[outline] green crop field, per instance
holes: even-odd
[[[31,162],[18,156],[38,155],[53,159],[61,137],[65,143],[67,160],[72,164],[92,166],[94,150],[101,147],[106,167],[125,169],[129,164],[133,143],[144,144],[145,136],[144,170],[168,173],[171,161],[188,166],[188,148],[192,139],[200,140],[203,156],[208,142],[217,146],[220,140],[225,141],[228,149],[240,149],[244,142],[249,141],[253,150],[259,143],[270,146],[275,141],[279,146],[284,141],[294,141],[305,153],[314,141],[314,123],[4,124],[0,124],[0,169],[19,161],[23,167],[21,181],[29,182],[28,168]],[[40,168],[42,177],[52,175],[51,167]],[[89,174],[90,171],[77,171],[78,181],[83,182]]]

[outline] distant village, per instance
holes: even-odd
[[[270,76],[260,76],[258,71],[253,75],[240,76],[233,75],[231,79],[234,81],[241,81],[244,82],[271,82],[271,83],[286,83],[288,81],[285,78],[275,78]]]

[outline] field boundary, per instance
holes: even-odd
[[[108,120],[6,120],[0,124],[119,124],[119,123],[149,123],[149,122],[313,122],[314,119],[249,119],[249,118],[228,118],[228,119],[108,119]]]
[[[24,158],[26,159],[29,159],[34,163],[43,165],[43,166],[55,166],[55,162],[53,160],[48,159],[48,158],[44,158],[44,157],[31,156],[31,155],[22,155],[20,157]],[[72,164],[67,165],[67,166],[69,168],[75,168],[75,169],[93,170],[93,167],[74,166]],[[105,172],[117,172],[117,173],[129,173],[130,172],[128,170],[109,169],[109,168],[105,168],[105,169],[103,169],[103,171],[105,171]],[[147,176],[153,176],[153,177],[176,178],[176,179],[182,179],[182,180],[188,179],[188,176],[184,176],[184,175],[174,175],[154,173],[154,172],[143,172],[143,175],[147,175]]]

______

[PROBLEM TO SOLVE]
Print all of the data above again, line for line, without changing a single character.

[TASK RESULT]
[outline] green crop field, per instance
holes: even-odd
[[[31,162],[18,156],[38,155],[53,159],[61,137],[65,143],[67,160],[72,164],[92,166],[94,150],[101,147],[106,167],[125,169],[129,164],[133,143],[144,144],[145,136],[144,170],[168,173],[171,161],[188,166],[188,148],[192,139],[200,140],[203,156],[208,142],[217,146],[220,140],[225,141],[228,149],[240,149],[244,142],[249,141],[253,150],[259,143],[270,146],[275,141],[279,146],[284,141],[294,141],[305,153],[314,141],[314,123],[4,124],[0,124],[0,169],[19,161],[23,167],[21,181],[29,182],[28,168]],[[40,168],[42,177],[52,175],[51,167]],[[89,174],[90,171],[77,171],[78,181],[83,182]]]

[outline] distant village, per instance
holes: even-odd
[[[270,76],[260,76],[258,71],[253,75],[240,76],[233,75],[231,79],[234,81],[241,81],[244,82],[271,82],[271,83],[286,83],[288,81],[285,78],[275,78]]]

[outline] field boundary, per instance
holes: even-odd
[[[108,120],[6,120],[0,124],[119,124],[119,123],[149,123],[149,122],[313,122],[314,119],[249,119],[249,118],[228,118],[228,119],[108,119]]]
[[[24,158],[26,159],[29,159],[34,163],[43,165],[43,166],[55,166],[55,162],[53,160],[48,159],[48,158],[44,158],[44,157],[31,156],[31,155],[22,155],[20,157]],[[72,164],[67,165],[67,166],[69,168],[75,168],[75,169],[93,170],[93,167],[74,166]],[[105,172],[117,172],[117,173],[129,173],[130,172],[128,170],[109,169],[109,168],[105,168],[105,169],[103,169],[103,171],[105,171]],[[147,176],[153,176],[153,177],[176,178],[176,179],[182,179],[182,180],[188,179],[188,176],[184,176],[184,175],[174,175],[154,173],[154,172],[143,172],[143,175],[147,175]]]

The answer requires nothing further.